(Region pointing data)
▼

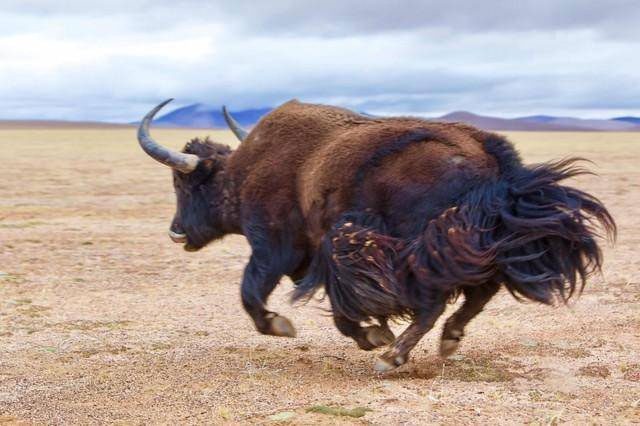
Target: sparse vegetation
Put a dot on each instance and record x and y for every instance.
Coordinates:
(132, 329)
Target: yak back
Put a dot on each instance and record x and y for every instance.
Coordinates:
(320, 161)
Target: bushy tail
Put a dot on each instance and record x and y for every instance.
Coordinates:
(526, 230)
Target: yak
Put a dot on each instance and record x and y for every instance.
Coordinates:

▲

WORK INSTRUCTION: An exact copy of all the data above is required; omit any pictures.

PROBLEM SOLUTION:
Target: sparse vegetation
Put a dot on each instance and record x and y for every instance.
Coordinates:
(132, 329)
Target: yak back
Put a dot on each instance and record x and y for every instance.
Coordinates:
(320, 161)
Target: bushy tail
Put a dot on each instance and record x and y for every instance.
Coordinates:
(526, 230)
Target: yak
Put a dot on each instance and record x and y for every instance.
Coordinates:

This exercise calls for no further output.